SET EXERCISE 1:
Answer the following from the passage about the book Guns, Germs and Steel, one line each:
(a) What position does Jared Diamond hold?
(b) In which place did the friend live whose question motivated the book?
(c) What does Diamond identify, in place of race, as having made things the way they stand today?
SET EXERCISE 2: Carry the passage about the book Guns, Germs and Steel forward from its final sentence, keeping its formal register.

ARTICLE:

>> start

'Guns, Germs and Steel' is a book of history or popular science, depending on the way you look at it. It tries to answer few questions on human evolution. The author of this book Jared Diamond is a professor of geography and his first-hand experience of different societies across the world enabled him to look into the questions of evolution broad-mindedly. The motivation behind this book was to answer the question asked to him by one of his friends in New Guinea. The question was why the West European nations colonized the New Guinea and not the vice versa. A narrow-minded approach might give superiority to some races and might conclude that these races were better in using their brains and manipulating the nature but Jared Diamond says that races have nothing to do with differences in evolution. Instead, it was the geography and biogeography which made the things the way they stand today.

>> end

ITEMS:
>> start

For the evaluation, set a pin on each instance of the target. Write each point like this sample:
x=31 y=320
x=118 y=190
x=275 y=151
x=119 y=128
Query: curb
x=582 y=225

>> end

EXPECTED ANSWER 1:
(a) He is a professor of geography.
(b) New Guinea.
(c) Geography and biogeography.

EXPECTED ANSWER 2:
'Guns, Germs and Steel' by Jared Diamond
In determining that which societies will be comparatively technologically advanced and which will remain hunter-gatherer, the development of food production has a crucial role to play. The Fertile Crescent of Eurasian landmass and some areas in China had an advantage - the availability of grasses with large seeds which were the potential candidates for domestication. Americas, Australia, and Sub-Saharan Africa have few domesticable plant species compared to Eurasia. The same can be argued for the animals. In addition, the east-west major axis of the Eurasia helped in the adoption of domesticated species in new societies, as weather/climate conditions at same altitude do not vary much. Hence, a crop can be easily grown in different societies having similar climate, for example, subtropical climate. Once crops were grown on a large scale, humans started to settle in villages and leave hunting-gathering lifestyle. Once that happened, large centers of human population led to the possibility of having humans whose primary occupation was not farming. This happened because of availability of food surplus. That, in turn, led to the development of technology and centralized decision-making system.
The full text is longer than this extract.